WHAT IS BEING ASKED:
Reproduce every one of the items below word for word, omitting the pictures.

# start of DATASET RECORDS

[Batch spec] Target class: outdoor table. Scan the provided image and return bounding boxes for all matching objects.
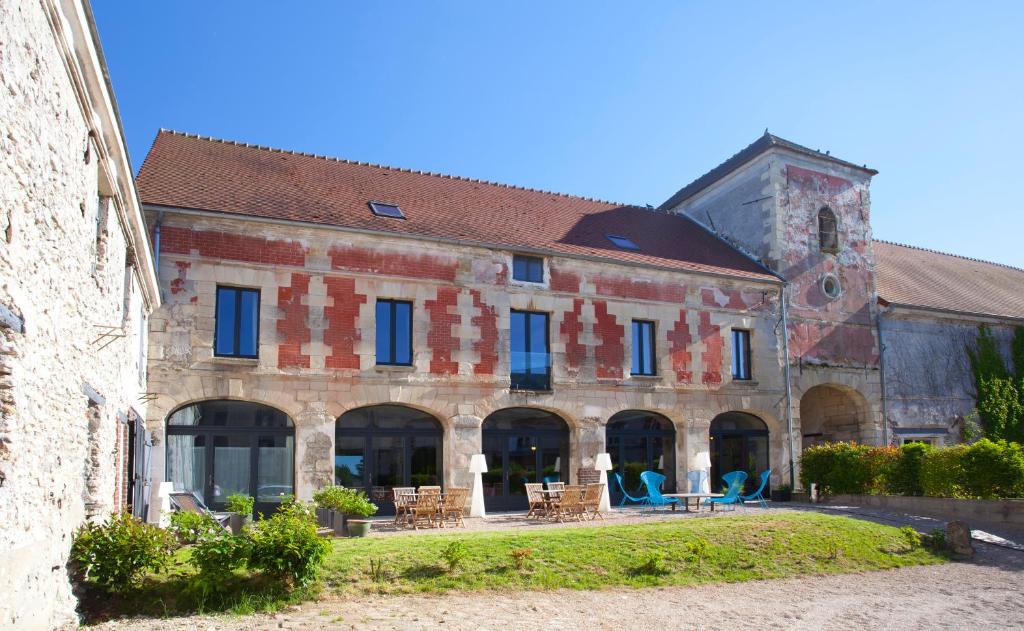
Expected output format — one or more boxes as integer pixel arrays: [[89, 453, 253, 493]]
[[662, 493, 725, 512]]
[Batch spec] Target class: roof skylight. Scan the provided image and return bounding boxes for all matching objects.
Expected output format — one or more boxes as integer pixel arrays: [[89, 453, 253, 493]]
[[605, 235, 640, 250], [370, 202, 406, 219]]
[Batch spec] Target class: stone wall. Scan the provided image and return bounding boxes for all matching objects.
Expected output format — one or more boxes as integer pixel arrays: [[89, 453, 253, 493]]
[[148, 209, 788, 518], [0, 0, 152, 629]]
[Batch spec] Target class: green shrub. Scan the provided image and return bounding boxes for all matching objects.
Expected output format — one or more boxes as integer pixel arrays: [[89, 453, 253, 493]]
[[224, 493, 256, 515], [441, 541, 469, 572], [886, 443, 932, 495], [921, 445, 968, 498], [170, 510, 222, 545], [249, 501, 331, 585], [189, 529, 251, 586], [71, 512, 175, 591]]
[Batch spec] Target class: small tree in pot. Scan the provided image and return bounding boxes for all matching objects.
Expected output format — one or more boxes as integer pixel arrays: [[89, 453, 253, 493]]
[[224, 493, 256, 535]]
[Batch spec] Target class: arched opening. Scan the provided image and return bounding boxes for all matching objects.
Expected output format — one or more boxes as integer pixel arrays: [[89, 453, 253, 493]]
[[334, 405, 444, 514], [482, 408, 569, 510], [605, 410, 676, 502], [166, 399, 295, 514], [709, 412, 769, 493], [800, 385, 863, 449], [818, 206, 839, 254]]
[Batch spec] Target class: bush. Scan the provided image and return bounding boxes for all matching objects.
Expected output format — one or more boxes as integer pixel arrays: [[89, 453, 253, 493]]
[[249, 501, 331, 585], [886, 443, 932, 495], [71, 512, 175, 591], [170, 510, 222, 545], [224, 493, 256, 515]]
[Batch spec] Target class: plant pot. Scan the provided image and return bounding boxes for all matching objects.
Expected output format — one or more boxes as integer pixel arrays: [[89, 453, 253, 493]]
[[330, 510, 348, 537], [227, 513, 253, 535], [348, 519, 373, 537]]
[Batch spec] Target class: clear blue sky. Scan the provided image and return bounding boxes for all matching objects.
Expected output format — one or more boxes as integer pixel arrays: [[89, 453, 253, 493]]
[[93, 0, 1024, 266]]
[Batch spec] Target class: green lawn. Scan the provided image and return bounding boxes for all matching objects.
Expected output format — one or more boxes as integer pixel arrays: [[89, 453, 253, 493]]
[[77, 512, 945, 622]]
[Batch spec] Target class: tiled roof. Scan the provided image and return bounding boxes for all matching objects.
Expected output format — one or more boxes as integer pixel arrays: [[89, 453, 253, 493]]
[[874, 241, 1024, 318], [659, 129, 878, 210], [137, 130, 777, 281]]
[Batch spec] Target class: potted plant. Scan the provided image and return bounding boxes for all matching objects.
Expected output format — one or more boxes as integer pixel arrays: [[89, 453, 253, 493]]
[[313, 485, 351, 537], [224, 493, 256, 535], [343, 489, 377, 537], [771, 485, 793, 502]]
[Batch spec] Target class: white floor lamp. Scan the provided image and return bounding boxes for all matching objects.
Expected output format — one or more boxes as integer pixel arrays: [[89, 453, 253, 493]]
[[594, 454, 611, 511], [469, 454, 487, 517]]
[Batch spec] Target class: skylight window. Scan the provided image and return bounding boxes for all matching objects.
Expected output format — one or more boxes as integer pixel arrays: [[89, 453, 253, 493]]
[[605, 235, 640, 250], [370, 202, 406, 219]]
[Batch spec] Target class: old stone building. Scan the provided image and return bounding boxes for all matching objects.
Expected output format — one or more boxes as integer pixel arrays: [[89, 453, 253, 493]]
[[0, 0, 160, 629]]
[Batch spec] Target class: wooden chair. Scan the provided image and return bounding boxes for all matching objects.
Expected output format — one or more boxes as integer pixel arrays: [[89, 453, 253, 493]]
[[552, 485, 587, 522], [406, 487, 441, 530], [583, 482, 604, 519], [391, 487, 416, 525], [437, 487, 469, 528]]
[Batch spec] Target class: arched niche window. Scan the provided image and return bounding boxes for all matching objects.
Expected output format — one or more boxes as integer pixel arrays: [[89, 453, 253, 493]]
[[818, 206, 839, 254]]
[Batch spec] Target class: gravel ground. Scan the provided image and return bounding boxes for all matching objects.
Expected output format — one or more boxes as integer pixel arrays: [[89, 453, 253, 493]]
[[81, 509, 1024, 631]]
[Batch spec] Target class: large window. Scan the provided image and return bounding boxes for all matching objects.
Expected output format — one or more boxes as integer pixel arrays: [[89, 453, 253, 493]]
[[377, 300, 413, 366], [631, 320, 654, 376], [167, 401, 295, 514], [334, 405, 443, 513], [213, 287, 259, 359], [732, 329, 751, 381], [512, 254, 544, 283], [511, 311, 551, 390]]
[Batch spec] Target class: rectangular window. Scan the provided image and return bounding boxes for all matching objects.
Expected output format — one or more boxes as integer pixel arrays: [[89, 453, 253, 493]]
[[732, 329, 751, 381], [512, 254, 544, 283], [377, 300, 413, 366], [631, 320, 654, 375], [213, 287, 259, 359], [511, 311, 551, 390]]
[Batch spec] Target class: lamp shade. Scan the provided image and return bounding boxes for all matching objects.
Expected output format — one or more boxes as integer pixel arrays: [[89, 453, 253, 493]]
[[693, 452, 711, 470], [469, 454, 487, 473]]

# end of DATASET RECORDS

SOLUTION TO THIS EXERCISE:
[Batch spec] Target class: outdoor table. Scan the provided image and return bounding boxes for all matching objects.
Expected output format — one or more boxes as integer pixel arrays: [[89, 453, 253, 493]]
[[662, 493, 725, 512]]
[Batch spec] Target class: roof skylight. Scan the provided image and return bounding boxes for all matching objects.
Expected output format — one or more boxes as integer pixel arrays: [[89, 453, 253, 493]]
[[605, 235, 640, 250], [370, 202, 406, 219]]
[Batch spec] Target class: stone wall. Scan the provided image and return bounding boxes for all matching objects.
Expected output format — one or more boxes as integer pixel arrays: [[89, 453, 253, 493]]
[[148, 209, 788, 518], [0, 0, 152, 629]]
[Batch spec] Target class: green shrub. Scan the provided image and return bounding boxes for all matching objects.
Expected output format — one or more boxes as integer pixel arrays: [[89, 453, 253, 493]]
[[224, 493, 256, 515], [441, 541, 469, 572], [886, 443, 932, 495], [921, 445, 968, 498], [170, 510, 222, 545], [249, 501, 331, 585], [189, 529, 251, 586], [71, 512, 175, 591]]
[Batch spec] Target class: small tree in pot. Scan the provided image and return bounding boxes for all matching objects.
Expected output format — one or more boxes as integer pixel arrays: [[89, 453, 253, 493]]
[[224, 493, 256, 535]]
[Batch spec] Target class: arched opening. Scan the provided image and return bounding boxes for all matching objects.
Expected output format — one or more boxes as integer pixel arrays: [[89, 453, 253, 493]]
[[334, 405, 444, 514], [482, 408, 569, 510], [605, 410, 676, 502], [166, 399, 295, 514], [709, 412, 769, 493], [800, 385, 863, 449], [818, 206, 839, 254]]
[Batch spec] Target class: bush. Scan the provided image and return bounding boxes for all matching objects.
Expected output format — one or more boxes as integer pixel arrays: [[89, 453, 253, 493]]
[[249, 501, 331, 585], [886, 443, 932, 495], [71, 512, 175, 591], [170, 510, 222, 545], [224, 493, 256, 515]]
[Batch spec] Target class: plant pot. Scan the provided image and return bounding boxes for all matching objects.
Expected output format — one or more boxes as integer pixel arrays: [[89, 453, 253, 493]]
[[330, 510, 348, 537], [227, 513, 253, 535], [348, 519, 373, 537]]
[Batch spec] Target class: clear blue sky. Scan the provided image and return bounding boxes for all matching objects.
Expected output format — one or more boxes as integer pixel arrays: [[89, 453, 253, 493]]
[[93, 0, 1024, 266]]
[Batch spec] Target class: green lawn. Scan the provided image and return bounding boxes for all matching objects.
Expected output format — one or more boxes as integer pixel arrays: [[89, 453, 253, 493]]
[[77, 512, 945, 622]]
[Batch spec] Target class: tiled roof. Scan the provided image and return bounding boxes for all matching objects.
Expected output format — one or more boxes as integer pixel arrays: [[89, 453, 253, 493]]
[[874, 241, 1024, 318], [659, 129, 878, 210], [137, 130, 777, 281]]
[Batch spec] Target class: potted plant. Scan the provided image and return bounding boxes for all matching objects.
Expected output format — one or more boxes as integer pixel arrays: [[89, 453, 253, 493]]
[[313, 485, 351, 537], [224, 493, 256, 535], [343, 489, 377, 537], [771, 485, 793, 502]]
[Batch spec] Target class: white floor lamp. Scan the provided image and return bounding boxes for all matching objects.
Expected output format — one or more boxes as integer pixel arrays: [[89, 453, 253, 493]]
[[594, 454, 611, 511], [469, 454, 487, 517]]
[Batch spec] Target class: skylight window. Scan the provided image and return bounding boxes for all matching objects.
Expected output format — one or more boxes as integer pixel arrays: [[89, 453, 253, 493]]
[[605, 235, 640, 250], [370, 202, 406, 219]]
[Batch spec] Target class: old stone building. Scan the provided image and return bounding boxes for all matching objects.
Expected output format — one or more boxes as integer pixel arrays: [[89, 453, 253, 493]]
[[0, 0, 160, 629]]
[Batch spec] Target class: wooden chair. Scan the provided image and return bounding boxes for all matching objects.
Expected output format — one or more boxes as integer pixel arrays: [[89, 453, 253, 493]]
[[552, 485, 587, 522], [406, 487, 441, 530], [583, 482, 604, 519], [391, 487, 416, 525], [437, 487, 469, 528]]
[Batch spec] Target class: arched niche window. Scan the provided image and return bounding boxes for all matching objects.
Expected output format — one or more boxes as integer pixel arrays: [[89, 453, 253, 493]]
[[818, 206, 839, 254]]
[Batch spec] Target class: gravel ground. Scan the provided image and return bounding boxes for all matching objects.
Expected output format — one or more boxes as integer pixel arrays: [[89, 453, 253, 493]]
[[81, 509, 1024, 631]]
[Batch spec] Target class: large window. Scan the provided image and return bounding boxes for all matching objects.
Expected output format — one or more boxes as integer pixel arrays: [[89, 453, 253, 493]]
[[377, 300, 413, 366], [631, 320, 654, 376], [167, 401, 295, 514], [334, 405, 443, 513], [213, 287, 259, 359], [732, 329, 751, 381], [512, 254, 544, 283], [511, 311, 551, 390]]
[Batch spec] Target class: rectangular window. Scan the provided image and return bounding boxes for all matching objects.
Expected output format — one or more boxes as integer pixel arrays: [[89, 453, 253, 493]]
[[732, 329, 751, 381], [512, 254, 544, 283], [377, 300, 413, 366], [631, 320, 654, 375], [213, 287, 259, 359], [511, 311, 551, 390]]
[Batch spec] Target class: lamp shade. Scan the provided image and return bounding boxes for all matching objects.
Expected output format — one or more boxes as integer pixel arrays: [[89, 453, 253, 493]]
[[693, 452, 711, 470], [469, 454, 487, 473]]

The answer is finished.